* What you need to do *
Render every line of the records below as a Markdown table with columns Row and Line, numbering the rows and skipping blank lines. Leave the pictures out of the table.
START Stored data
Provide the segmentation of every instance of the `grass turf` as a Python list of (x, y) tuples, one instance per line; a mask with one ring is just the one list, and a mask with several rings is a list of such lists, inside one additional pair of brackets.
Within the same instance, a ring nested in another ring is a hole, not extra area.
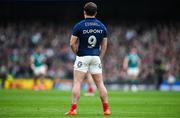
[(65, 116), (71, 93), (57, 90), (0, 90), (0, 118), (180, 118), (179, 92), (109, 91), (112, 115), (103, 116), (101, 102), (81, 94), (78, 115)]

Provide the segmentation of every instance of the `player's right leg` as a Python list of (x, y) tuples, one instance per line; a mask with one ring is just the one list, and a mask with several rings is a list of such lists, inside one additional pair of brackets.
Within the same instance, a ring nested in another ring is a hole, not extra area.
[(88, 87), (87, 87), (87, 92), (85, 93), (85, 96), (94, 96), (94, 90), (93, 90), (94, 82), (89, 72), (86, 74), (86, 78), (87, 78)]
[(81, 82), (85, 78), (85, 76), (86, 76), (85, 72), (74, 70), (74, 81), (73, 81), (73, 88), (72, 88), (72, 103), (71, 103), (71, 108), (66, 113), (66, 115), (76, 115), (77, 114), (76, 109), (77, 109), (77, 102), (80, 97)]
[(95, 82), (95, 84), (98, 88), (99, 94), (100, 94), (104, 115), (110, 115), (111, 112), (109, 109), (108, 95), (107, 95), (106, 87), (104, 86), (104, 83), (103, 83), (102, 73), (92, 74), (92, 77), (94, 79), (94, 82)]

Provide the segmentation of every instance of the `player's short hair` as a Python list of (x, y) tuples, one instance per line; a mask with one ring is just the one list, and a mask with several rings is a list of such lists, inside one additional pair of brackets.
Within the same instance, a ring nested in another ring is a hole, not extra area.
[(93, 16), (97, 12), (97, 5), (93, 2), (88, 2), (84, 5), (84, 11), (87, 15)]

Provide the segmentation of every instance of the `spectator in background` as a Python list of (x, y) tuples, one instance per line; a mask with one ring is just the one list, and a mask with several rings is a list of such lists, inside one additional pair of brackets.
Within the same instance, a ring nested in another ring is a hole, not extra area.
[(37, 47), (36, 51), (31, 55), (31, 68), (34, 72), (34, 90), (44, 90), (45, 85), (44, 82), (40, 81), (40, 85), (38, 84), (38, 79), (41, 76), (46, 76), (47, 73), (47, 65), (46, 65), (46, 56), (42, 52), (41, 47)]

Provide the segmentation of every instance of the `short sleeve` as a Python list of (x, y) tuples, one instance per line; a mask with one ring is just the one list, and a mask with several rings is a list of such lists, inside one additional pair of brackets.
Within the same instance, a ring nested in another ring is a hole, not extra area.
END Stored data
* Response to this exercise *
| Row | Line |
|---|---|
| 1 | Provide the segmentation of every instance of the `grass turf` as a Python list of (x, y) tuples, one instance per line; a mask with one ring is just the one list, and a mask with several rings is a list of such lists, inside one additional pair of brackets. |
| 2 | Within the same instance, a ring nested in another ring is a hole, not extra area. |
| 3 | [(65, 116), (71, 93), (57, 90), (0, 90), (0, 118), (180, 118), (179, 92), (109, 91), (112, 115), (103, 116), (101, 102), (81, 94), (78, 115)] |
| 4 | Provide the segmentation of every instance of the `player's right leg` as a Python list of (x, y) tuples, one instance per line; a mask with one ring is just the one list, and a mask with several rings is a list of such lists, inside one additional pair of brackets. |
| 5 | Within the same instance, a ring nested in another ring is a hole, not extra area. |
| 6 | [(88, 87), (87, 87), (87, 92), (85, 93), (85, 96), (94, 96), (94, 90), (93, 90), (94, 82), (89, 72), (86, 74), (86, 78), (87, 78)] |
| 7 | [(81, 82), (85, 78), (85, 76), (86, 76), (85, 72), (74, 70), (74, 81), (73, 81), (73, 88), (72, 88), (72, 103), (71, 103), (71, 108), (66, 113), (66, 115), (76, 115), (77, 114), (76, 109), (77, 109), (77, 102), (80, 97)] |
| 8 | [(95, 82), (95, 84), (98, 88), (99, 94), (100, 94), (104, 115), (110, 115), (111, 112), (109, 109), (108, 95), (107, 95), (106, 87), (104, 86), (104, 83), (103, 83), (102, 73), (92, 74), (92, 77), (94, 79), (94, 82)] |
| 9 | Provide the segmentation of every instance of the `player's short hair` as a Python list of (x, y) tuples, one instance per line; a mask with one ring is just the one list, and a mask with several rings is a list of such lists, inside one additional pair of brackets. |
| 10 | Within the same instance, a ring nested in another ring is a hole, not extra area. |
| 11 | [(93, 16), (97, 12), (97, 5), (93, 2), (88, 2), (84, 5), (84, 11), (87, 15)] |
| 12 | Provide the segmentation of every instance of the `spectator in background` as a Python list of (x, y) tuples, one instance per line; a mask with one ring is just the one list, and a mask with several rings is a list of such lists, inside one additional pair of brackets. |
| 13 | Within the same instance, a ring nested in another ring is a hole, not extra area. |
| 14 | [(37, 47), (36, 51), (31, 55), (31, 68), (34, 72), (34, 90), (44, 90), (45, 85), (44, 82), (40, 81), (40, 85), (38, 84), (38, 79), (41, 76), (46, 76), (47, 73), (47, 65), (46, 65), (46, 56), (42, 52), (41, 47)] |
| 15 | Provide the segmentation of every instance of the `short sleeve` as a Python list of (x, y) tuples, one instance per line; a mask with one ring is just the one list, and a mask with several rings is a list of such lists, inside one additional pair of brackets. |
| 16 | Within the same instance, a ring nested in another ring is a hole, not extra area. |